*WHAT TO PRODUCE*. From the records below, keep only the lines that contain the string "hillside". Letter case counts when matching.

[Dataset items]
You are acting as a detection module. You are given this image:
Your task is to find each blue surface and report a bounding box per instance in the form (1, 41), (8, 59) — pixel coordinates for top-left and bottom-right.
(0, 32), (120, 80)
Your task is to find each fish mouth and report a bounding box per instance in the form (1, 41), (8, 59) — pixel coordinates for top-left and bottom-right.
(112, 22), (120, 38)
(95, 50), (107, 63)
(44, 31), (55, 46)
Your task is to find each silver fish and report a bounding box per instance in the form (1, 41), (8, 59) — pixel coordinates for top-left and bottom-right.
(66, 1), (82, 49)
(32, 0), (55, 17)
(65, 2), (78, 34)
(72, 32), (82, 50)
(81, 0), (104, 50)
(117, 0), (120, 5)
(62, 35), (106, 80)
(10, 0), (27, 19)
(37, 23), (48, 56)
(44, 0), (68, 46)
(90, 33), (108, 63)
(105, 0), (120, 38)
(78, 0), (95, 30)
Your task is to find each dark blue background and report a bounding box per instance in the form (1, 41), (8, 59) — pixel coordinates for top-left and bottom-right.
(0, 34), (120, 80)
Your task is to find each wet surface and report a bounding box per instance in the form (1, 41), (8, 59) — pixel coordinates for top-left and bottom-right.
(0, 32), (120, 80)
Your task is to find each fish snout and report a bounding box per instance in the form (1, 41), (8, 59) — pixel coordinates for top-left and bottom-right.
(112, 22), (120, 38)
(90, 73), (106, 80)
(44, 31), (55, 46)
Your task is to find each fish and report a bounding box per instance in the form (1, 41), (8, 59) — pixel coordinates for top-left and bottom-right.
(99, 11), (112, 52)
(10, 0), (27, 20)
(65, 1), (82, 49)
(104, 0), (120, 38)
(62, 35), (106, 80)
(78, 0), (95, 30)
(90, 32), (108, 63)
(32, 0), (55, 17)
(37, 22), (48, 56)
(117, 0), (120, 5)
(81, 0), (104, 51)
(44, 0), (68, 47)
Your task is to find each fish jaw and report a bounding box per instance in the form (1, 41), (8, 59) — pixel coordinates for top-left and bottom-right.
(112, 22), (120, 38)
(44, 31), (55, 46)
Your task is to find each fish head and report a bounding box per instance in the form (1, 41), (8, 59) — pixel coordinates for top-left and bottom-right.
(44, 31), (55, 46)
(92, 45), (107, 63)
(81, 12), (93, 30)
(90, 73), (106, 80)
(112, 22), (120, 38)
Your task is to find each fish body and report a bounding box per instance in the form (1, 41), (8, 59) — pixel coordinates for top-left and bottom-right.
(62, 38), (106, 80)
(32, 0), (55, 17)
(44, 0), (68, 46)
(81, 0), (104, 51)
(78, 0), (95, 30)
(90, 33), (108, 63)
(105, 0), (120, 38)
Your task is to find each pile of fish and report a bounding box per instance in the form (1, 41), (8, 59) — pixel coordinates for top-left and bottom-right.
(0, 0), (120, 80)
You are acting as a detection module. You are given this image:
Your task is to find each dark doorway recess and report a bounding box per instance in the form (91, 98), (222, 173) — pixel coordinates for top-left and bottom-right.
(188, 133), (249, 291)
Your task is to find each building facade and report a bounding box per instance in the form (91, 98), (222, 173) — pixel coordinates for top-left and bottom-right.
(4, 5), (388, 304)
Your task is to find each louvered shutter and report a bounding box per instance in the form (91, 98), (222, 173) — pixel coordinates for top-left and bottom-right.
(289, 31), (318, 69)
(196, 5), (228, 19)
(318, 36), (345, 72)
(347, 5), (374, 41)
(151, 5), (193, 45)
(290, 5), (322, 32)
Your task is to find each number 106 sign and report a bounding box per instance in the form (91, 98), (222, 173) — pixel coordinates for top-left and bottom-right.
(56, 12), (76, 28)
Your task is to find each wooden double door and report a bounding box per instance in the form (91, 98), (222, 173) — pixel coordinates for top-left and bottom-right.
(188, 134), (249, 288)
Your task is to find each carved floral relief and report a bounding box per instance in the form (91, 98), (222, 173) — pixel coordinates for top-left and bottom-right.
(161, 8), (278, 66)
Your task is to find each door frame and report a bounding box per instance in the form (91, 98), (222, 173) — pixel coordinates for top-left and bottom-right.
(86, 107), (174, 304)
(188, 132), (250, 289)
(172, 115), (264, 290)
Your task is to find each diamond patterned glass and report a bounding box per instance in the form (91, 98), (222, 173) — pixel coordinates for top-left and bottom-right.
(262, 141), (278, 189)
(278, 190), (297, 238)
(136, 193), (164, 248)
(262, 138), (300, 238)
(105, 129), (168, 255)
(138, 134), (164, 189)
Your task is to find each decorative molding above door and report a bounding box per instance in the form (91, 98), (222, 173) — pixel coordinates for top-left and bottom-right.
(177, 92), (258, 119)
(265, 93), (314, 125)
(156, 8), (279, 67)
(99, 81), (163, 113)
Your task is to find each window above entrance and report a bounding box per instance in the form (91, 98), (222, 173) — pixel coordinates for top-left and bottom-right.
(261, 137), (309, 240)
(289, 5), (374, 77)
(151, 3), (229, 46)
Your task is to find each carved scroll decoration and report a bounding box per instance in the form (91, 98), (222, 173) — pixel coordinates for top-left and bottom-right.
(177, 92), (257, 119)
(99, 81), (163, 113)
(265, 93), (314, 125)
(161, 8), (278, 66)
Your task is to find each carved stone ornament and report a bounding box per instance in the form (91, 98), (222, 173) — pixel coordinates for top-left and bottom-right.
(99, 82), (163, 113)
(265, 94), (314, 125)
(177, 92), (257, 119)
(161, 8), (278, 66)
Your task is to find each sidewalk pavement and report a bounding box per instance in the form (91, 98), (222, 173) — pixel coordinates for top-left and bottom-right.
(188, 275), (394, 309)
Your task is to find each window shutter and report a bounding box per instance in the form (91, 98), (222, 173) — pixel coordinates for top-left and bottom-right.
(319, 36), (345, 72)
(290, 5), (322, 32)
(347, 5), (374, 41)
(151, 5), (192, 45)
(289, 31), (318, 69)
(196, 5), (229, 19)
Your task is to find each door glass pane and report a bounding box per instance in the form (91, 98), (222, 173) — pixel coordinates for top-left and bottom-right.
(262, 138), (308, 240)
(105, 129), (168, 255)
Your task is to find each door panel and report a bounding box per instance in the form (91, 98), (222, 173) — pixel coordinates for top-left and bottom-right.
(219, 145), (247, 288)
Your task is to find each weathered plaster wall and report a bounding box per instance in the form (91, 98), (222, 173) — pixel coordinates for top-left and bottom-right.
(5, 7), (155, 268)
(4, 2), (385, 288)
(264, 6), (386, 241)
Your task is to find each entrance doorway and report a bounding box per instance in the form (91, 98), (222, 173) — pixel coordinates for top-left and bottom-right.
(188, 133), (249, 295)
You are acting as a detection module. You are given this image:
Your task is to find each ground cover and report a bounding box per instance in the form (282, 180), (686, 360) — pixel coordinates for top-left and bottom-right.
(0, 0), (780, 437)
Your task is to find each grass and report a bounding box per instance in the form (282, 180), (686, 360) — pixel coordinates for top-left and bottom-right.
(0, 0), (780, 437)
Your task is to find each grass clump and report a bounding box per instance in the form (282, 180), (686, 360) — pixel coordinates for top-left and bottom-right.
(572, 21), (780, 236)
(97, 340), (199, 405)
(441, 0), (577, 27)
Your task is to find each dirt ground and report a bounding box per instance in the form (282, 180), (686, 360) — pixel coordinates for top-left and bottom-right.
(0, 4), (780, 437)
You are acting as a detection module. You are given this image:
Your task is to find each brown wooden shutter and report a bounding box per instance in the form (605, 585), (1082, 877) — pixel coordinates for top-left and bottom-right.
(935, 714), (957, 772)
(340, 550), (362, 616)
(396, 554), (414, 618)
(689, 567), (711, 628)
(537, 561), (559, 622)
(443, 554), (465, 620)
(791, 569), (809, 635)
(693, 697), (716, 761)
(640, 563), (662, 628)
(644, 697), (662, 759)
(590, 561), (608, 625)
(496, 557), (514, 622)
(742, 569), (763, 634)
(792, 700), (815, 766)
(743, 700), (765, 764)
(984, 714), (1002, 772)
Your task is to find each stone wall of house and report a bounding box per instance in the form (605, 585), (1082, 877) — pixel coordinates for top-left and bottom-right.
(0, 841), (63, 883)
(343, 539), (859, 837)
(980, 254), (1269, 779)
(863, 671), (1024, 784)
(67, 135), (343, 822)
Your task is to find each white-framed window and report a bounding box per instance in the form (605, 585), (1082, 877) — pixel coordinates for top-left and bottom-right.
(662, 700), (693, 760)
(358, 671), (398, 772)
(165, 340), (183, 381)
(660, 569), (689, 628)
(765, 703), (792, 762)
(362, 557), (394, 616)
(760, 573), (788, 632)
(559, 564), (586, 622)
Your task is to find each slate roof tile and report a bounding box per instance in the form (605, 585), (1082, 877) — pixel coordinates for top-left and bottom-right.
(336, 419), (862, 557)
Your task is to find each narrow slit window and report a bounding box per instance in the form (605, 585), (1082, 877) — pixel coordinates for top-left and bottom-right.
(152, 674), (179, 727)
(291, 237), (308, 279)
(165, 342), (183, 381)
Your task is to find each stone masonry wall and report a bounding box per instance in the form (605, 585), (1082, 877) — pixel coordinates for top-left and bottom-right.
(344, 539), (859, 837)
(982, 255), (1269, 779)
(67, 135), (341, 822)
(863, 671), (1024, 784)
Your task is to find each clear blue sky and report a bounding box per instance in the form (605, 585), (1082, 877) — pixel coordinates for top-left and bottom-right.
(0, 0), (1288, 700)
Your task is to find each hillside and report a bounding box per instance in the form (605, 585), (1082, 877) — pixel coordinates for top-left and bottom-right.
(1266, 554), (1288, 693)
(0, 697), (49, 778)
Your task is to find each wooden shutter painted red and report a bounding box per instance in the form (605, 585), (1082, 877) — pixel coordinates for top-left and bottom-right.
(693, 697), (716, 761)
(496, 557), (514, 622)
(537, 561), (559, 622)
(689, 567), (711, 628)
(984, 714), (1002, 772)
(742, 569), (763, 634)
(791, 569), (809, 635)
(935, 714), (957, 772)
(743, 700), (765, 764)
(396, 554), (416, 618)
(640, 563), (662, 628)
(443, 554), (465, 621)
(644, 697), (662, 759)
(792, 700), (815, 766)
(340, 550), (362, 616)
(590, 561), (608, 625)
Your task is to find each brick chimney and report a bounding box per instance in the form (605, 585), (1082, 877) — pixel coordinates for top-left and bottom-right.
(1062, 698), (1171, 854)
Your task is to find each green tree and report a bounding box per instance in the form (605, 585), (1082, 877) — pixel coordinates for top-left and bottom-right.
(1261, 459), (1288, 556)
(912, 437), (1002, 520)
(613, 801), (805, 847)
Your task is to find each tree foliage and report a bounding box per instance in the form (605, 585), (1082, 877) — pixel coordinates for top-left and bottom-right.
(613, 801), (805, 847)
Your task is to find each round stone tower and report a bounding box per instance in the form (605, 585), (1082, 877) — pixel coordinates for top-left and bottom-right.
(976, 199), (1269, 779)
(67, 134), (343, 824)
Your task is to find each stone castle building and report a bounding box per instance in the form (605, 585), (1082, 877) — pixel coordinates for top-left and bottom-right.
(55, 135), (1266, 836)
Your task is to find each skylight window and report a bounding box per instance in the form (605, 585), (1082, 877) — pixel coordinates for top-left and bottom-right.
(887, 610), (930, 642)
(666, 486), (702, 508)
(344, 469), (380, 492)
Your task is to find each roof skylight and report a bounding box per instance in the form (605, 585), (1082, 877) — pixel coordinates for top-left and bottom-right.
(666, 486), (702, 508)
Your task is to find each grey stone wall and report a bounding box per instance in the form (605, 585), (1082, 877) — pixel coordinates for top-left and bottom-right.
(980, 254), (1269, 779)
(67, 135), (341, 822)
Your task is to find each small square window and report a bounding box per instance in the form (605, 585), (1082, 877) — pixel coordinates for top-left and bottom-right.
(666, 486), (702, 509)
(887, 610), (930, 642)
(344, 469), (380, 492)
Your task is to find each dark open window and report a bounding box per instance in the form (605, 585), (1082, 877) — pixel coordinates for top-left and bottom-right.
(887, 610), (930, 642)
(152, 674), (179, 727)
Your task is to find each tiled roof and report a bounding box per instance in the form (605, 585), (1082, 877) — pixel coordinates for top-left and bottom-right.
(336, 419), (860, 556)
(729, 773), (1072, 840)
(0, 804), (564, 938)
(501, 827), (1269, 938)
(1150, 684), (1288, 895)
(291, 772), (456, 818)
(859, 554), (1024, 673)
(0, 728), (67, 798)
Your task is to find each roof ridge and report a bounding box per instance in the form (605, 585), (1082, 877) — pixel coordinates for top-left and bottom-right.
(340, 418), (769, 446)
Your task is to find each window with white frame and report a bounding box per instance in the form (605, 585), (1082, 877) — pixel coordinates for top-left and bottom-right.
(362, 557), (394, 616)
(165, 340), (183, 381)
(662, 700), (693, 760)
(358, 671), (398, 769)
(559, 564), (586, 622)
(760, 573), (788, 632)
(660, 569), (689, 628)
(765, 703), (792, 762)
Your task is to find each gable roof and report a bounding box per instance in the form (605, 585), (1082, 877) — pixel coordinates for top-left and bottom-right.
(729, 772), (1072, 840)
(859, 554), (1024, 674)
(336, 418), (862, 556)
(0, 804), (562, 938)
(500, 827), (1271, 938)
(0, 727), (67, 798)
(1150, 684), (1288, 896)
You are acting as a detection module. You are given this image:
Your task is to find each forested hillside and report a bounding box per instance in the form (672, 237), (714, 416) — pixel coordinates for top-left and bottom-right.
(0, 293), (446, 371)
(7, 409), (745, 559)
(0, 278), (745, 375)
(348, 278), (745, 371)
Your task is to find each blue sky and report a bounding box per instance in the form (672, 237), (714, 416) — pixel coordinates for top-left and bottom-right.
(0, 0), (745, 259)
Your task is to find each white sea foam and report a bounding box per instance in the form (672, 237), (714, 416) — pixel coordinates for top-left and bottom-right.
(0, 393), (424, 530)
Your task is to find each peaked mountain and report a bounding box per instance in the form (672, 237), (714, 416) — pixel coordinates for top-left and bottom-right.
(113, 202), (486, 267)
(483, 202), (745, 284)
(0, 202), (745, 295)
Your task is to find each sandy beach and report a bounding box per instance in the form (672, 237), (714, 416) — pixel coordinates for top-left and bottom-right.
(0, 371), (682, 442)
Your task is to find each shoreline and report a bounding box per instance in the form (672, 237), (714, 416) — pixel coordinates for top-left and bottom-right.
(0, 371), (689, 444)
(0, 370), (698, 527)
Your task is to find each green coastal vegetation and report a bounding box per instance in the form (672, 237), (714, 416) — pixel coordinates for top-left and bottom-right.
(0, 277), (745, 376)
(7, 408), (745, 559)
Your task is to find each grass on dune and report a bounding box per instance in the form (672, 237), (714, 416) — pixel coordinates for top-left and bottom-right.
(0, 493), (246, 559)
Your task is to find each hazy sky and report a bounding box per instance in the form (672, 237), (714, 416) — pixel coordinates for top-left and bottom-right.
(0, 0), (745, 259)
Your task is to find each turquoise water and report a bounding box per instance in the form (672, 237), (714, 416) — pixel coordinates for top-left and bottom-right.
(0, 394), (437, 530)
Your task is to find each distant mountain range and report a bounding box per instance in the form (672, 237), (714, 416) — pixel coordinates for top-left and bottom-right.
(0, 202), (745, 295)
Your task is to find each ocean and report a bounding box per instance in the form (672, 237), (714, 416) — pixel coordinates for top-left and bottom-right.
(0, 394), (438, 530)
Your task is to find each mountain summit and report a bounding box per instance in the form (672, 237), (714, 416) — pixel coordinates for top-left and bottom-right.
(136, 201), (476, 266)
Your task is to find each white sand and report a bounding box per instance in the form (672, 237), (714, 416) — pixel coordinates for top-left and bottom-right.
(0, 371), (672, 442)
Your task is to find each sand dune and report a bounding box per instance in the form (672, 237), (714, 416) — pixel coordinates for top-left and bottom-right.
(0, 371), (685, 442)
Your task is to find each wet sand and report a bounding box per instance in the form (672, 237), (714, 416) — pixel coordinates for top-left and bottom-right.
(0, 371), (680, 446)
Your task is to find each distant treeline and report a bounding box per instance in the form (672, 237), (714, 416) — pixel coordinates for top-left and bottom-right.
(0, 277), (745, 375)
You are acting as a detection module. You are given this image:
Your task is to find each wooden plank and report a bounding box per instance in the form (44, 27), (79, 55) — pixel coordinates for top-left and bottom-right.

*COMPLETE OUTPUT*.
Your task is to find each hillside and report a bounding box per instance in the form (605, 585), (1082, 877) — pixel coordinates for top-left and bottom-right.
Your task is to find each forested hillside and report a bounding box per instance in the form (672, 237), (714, 416) — pixel coordinates for top-left and bottom-right.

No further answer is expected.